══ Items

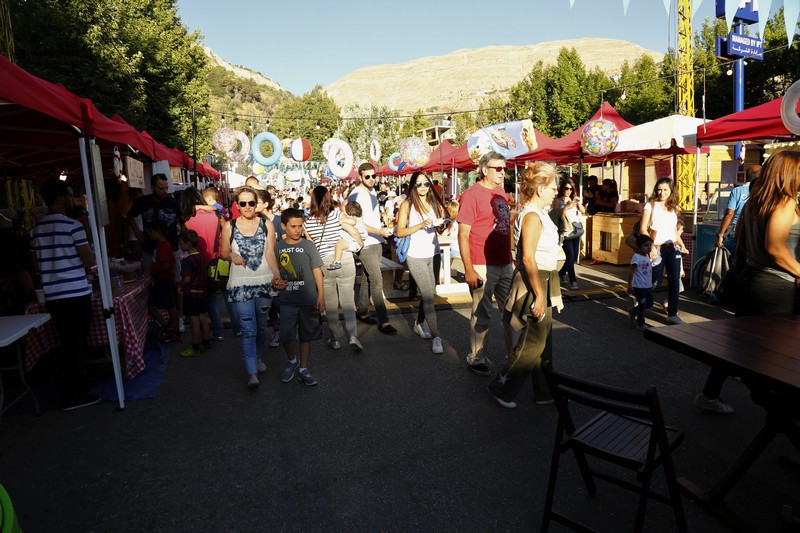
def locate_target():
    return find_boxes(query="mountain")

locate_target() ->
[203,46,286,91]
[325,38,664,112]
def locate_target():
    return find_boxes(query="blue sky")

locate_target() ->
[178,0,715,95]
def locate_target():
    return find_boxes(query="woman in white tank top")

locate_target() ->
[397,172,445,353]
[489,163,561,409]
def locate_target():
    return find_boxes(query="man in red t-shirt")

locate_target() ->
[457,152,514,376]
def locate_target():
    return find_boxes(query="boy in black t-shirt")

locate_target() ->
[178,230,211,357]
[275,208,325,386]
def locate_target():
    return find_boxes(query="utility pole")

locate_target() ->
[0,0,17,63]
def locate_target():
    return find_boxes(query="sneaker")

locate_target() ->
[328,337,342,350]
[281,361,300,383]
[269,331,281,348]
[350,335,364,352]
[489,387,517,409]
[61,394,103,411]
[297,369,317,387]
[431,337,444,353]
[181,346,200,357]
[467,363,492,376]
[693,392,735,415]
[414,322,431,339]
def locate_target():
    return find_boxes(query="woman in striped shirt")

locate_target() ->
[303,185,363,351]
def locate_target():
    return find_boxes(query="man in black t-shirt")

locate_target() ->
[128,174,180,272]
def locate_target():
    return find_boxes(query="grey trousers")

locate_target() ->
[407,257,440,337]
[358,244,389,324]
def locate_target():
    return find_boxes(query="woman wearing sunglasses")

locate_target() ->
[397,172,446,353]
[220,186,286,388]
[554,178,586,290]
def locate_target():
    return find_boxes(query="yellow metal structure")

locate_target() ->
[0,0,16,63]
[675,0,696,209]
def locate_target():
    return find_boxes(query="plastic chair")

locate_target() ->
[0,485,22,533]
[541,362,686,533]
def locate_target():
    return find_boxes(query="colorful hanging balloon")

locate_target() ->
[227,130,250,161]
[581,118,619,157]
[389,152,406,172]
[289,139,311,162]
[400,137,431,168]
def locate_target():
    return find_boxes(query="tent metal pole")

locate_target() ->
[692,143,700,229]
[78,137,125,410]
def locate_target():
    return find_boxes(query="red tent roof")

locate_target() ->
[697,97,794,144]
[513,102,633,163]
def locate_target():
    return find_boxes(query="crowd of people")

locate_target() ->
[17,151,800,414]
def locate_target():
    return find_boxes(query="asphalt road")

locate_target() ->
[0,267,800,532]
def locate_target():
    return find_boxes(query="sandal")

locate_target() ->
[378,322,397,335]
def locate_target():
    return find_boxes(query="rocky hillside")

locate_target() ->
[325,39,663,112]
[203,46,286,91]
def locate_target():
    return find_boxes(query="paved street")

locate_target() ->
[0,266,800,532]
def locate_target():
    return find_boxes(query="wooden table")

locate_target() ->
[644,315,800,529]
[0,313,50,415]
[25,276,152,379]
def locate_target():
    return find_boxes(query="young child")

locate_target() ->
[275,208,325,387]
[628,233,653,331]
[328,202,367,270]
[148,220,183,343]
[178,230,211,357]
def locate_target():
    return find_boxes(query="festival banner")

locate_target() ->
[467,118,538,162]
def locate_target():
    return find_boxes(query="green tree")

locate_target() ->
[616,55,675,124]
[10,0,208,152]
[270,85,340,161]
[544,48,599,136]
[337,104,401,164]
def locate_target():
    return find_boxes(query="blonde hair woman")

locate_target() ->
[489,163,561,409]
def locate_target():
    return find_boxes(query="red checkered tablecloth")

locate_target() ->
[25,276,151,379]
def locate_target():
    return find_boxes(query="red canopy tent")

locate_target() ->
[510,102,633,163]
[697,98,796,144]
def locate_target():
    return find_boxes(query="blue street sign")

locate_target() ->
[728,32,764,60]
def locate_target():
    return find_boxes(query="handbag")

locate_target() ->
[394,235,411,263]
[206,216,233,290]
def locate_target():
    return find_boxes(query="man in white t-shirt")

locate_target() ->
[31,179,101,411]
[347,162,397,334]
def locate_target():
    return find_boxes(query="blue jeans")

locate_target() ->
[653,242,683,316]
[206,287,225,337]
[222,290,242,335]
[231,298,272,374]
[558,237,581,281]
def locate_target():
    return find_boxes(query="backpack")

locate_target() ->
[698,247,731,297]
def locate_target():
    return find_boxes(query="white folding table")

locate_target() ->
[0,313,50,416]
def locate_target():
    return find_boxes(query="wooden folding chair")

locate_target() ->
[542,362,686,533]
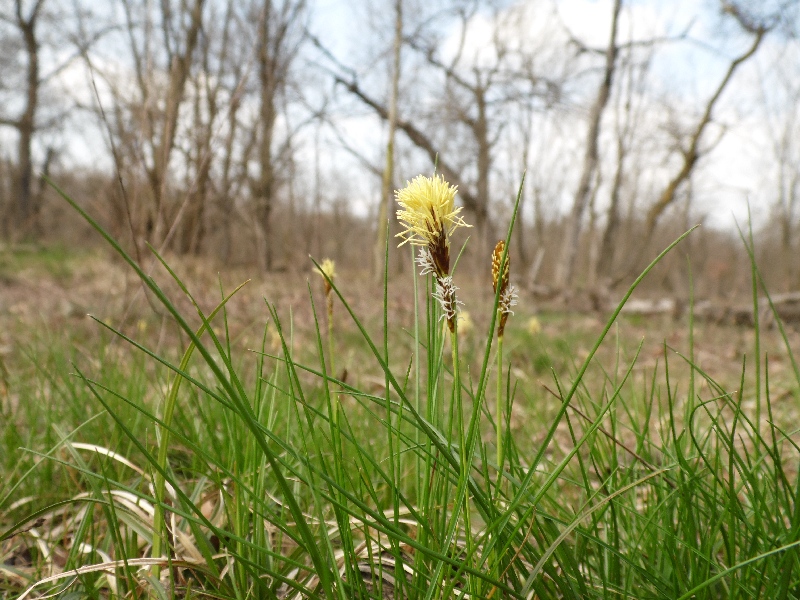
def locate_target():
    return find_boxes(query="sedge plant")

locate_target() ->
[7,176,800,600]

════

Please rewrite the Saved entries lines above as a JSON list of strings, one string per line, with blank lines dropped. Leave the pictures out of the answer.

[
  "def locate_target():",
  "    return find_boxes(query=\"mountain\")",
  "locate_target() ->",
  "[203,46,286,91]",
  "[325,38,664,112]",
  "def locate_target():",
  "    return find_boxes(query=\"blue sky\")",
  "locate_target() ->",
  "[178,0,715,95]",
  "def locate_target():",
  "    return find_boxes(query=\"woman in white tank top\")",
  "locate_target() ->",
  "[397,172,445,353]",
  "[489,163,561,409]",
  "def locate_target():",
  "    return find_boxes(query=\"man in red t-shirt\")",
  "locate_target() ->",
  "[457,152,514,376]",
  "def locate_target():",
  "    return find_boxes(query=\"boy in black t-shirt\")",
  "locate_target() ->",
  "[178,230,211,357]",
  "[275,208,325,386]",
  "def locate_target():",
  "    return find_boxes(query=\"utility pole\")",
  "locate_target() ->",
  "[0,0,17,63]",
  "def locate_target():",
  "    return find_boxes(query=\"sneaker\")",
  "locate_target() ->",
  "[328,337,342,350]",
  "[281,361,300,383]",
  "[269,331,281,348]",
  "[350,335,364,352]",
  "[489,387,517,409]",
  "[61,394,103,411]",
  "[297,369,317,387]",
  "[431,337,444,353]",
  "[181,346,200,357]",
  "[467,363,492,376]",
  "[693,392,735,415]",
  "[414,322,431,339]",
  "def locate_target():",
  "    return find_boxes(query=\"woman in striped shirt\")",
  "locate_target() ->",
  "[303,185,363,351]",
  "def locate_target():",
  "    return find_boxes(query=\"man in black t-shirt\")",
  "locate_target() ->",
  "[128,174,180,272]",
  "def locate_target():",
  "    return find_boxes(query=\"grey trousers\")",
  "locate_target() ->",
  "[407,257,440,337]",
  "[358,244,389,324]",
  "def locate_target():",
  "    return find_boxes(query=\"woman wearing sunglasses\")",
  "locate_target() ->",
  "[397,172,446,353]",
  "[220,186,286,388]",
  "[554,178,586,290]",
  "def locate_target():",
  "    return find_boxes(query=\"yellow metal structure\")",
  "locate_target() ->",
  "[0,0,16,63]",
  "[675,0,696,209]",
  "def locate_target():",
  "    return find_boxes(query=\"plastic chair\")",
  "locate_target() ->",
  "[0,485,22,533]",
  "[541,362,686,533]",
  "def locate_target():",
  "    return find_boxes(query=\"colorful hanging balloon\")",
  "locate_target() ->",
  "[227,130,250,161]",
  "[581,118,619,157]",
  "[389,152,406,172]",
  "[289,139,311,162]",
  "[400,137,431,168]",
  "def locate_target():",
  "    return find_boxes(query=\"tent metal pole\")",
  "locate_target() ->",
  "[692,143,700,229]",
  "[78,137,125,410]",
  "def locate_target():",
  "    return find_boxes(query=\"red tent roof\")",
  "locate_target() ->",
  "[697,97,794,144]",
  "[513,102,633,163]",
  "def locate_target():",
  "    return find_boxes(query=\"crowd of people\")",
  "locate_target() ->",
  "[17,151,800,414]",
  "def locate_target():",
  "    return find_boxes(query=\"asphalt road\")",
  "locate_target() ->",
  "[0,267,800,532]",
  "def locate_target():",
  "    return find_boxes(query=\"sandal\")",
  "locate_target() ->",
  "[378,322,397,335]",
  "def locate_target():",
  "    return find_boxes(query=\"rocky hillside\")",
  "locate_target() ->",
  "[325,39,663,112]",
  "[203,46,286,91]",
  "def locate_target():",
  "    return find_boxes(query=\"paved street\")",
  "locate_target() ->",
  "[0,266,800,532]",
  "def locate_target():",
  "    return find_boxes(query=\"wooden table\")",
  "locate_target() ->",
  "[644,315,800,529]",
  "[0,313,50,415]",
  "[25,276,152,379]",
  "def locate_target():",
  "    return find_boxes(query=\"young child\")",
  "locate_target() ->",
  "[275,208,325,387]",
  "[628,233,653,331]",
  "[328,202,367,270]",
  "[148,220,183,343]",
  "[178,230,211,357]",
  "def locate_target():",
  "    return find_boxes(query=\"festival banner\")",
  "locate_target() ->",
  "[467,118,538,162]",
  "def locate_target():",
  "    return find_boxes(query=\"green tree\")",
  "locate_target() ->",
  "[616,55,675,124]",
  "[10,0,208,152]",
  "[270,85,340,161]",
  "[544,48,599,136]",
  "[337,104,401,164]",
  "def locate_target():",
  "    return find_boxes(query=\"blonde hair woman\")",
  "locate_target() ->",
  "[489,163,561,409]",
  "def locate_target():",
  "    return find_boxes(query=\"red checkered tablecloth\")",
  "locate_target() ->",
  "[25,276,151,379]",
  "def locate_target():",
  "    return find_boxes(query=\"red canopy tent\")",
  "locate_target() ->",
  "[510,102,633,163]",
  "[697,98,796,144]",
  "def locate_target():",
  "    return find_boxes(query=\"blue street sign\")",
  "locate_target() ->",
  "[728,32,764,60]",
  "def locate_target():",
  "    return find_boxes(query=\"handbag\")",
  "locate_target() ->",
  "[394,235,411,263]",
  "[206,216,233,290]",
  "def locate_target():",
  "    return find_boxes(query=\"man in white t-shirt\")",
  "locate_target() ->",
  "[31,179,101,411]",
  "[347,162,397,334]",
  "def locate_target():",
  "    return find_boxes(query=\"blue jeans\")",
  "locate_target() ->",
  "[653,242,683,316]",
  "[206,287,225,337]",
  "[222,290,242,335]",
  "[231,298,272,374]",
  "[558,237,581,281]",
  "def locate_target():",
  "    return find_boxes(query=\"backpack\")",
  "locate_target() ->",
  "[698,247,731,297]",
  "def locate_target():",
  "    return find_boxes(query=\"white folding table\")",
  "locate_target() ->",
  "[0,313,50,416]",
  "def locate_target():",
  "    return find_boxes(query=\"wooden folding chair\")",
  "locate_target() ->",
  "[542,362,686,533]",
  "def locate_target():",
  "    return find_boxes(query=\"sedge plant\")",
  "locate_target() ->",
  "[7,176,800,600]"
]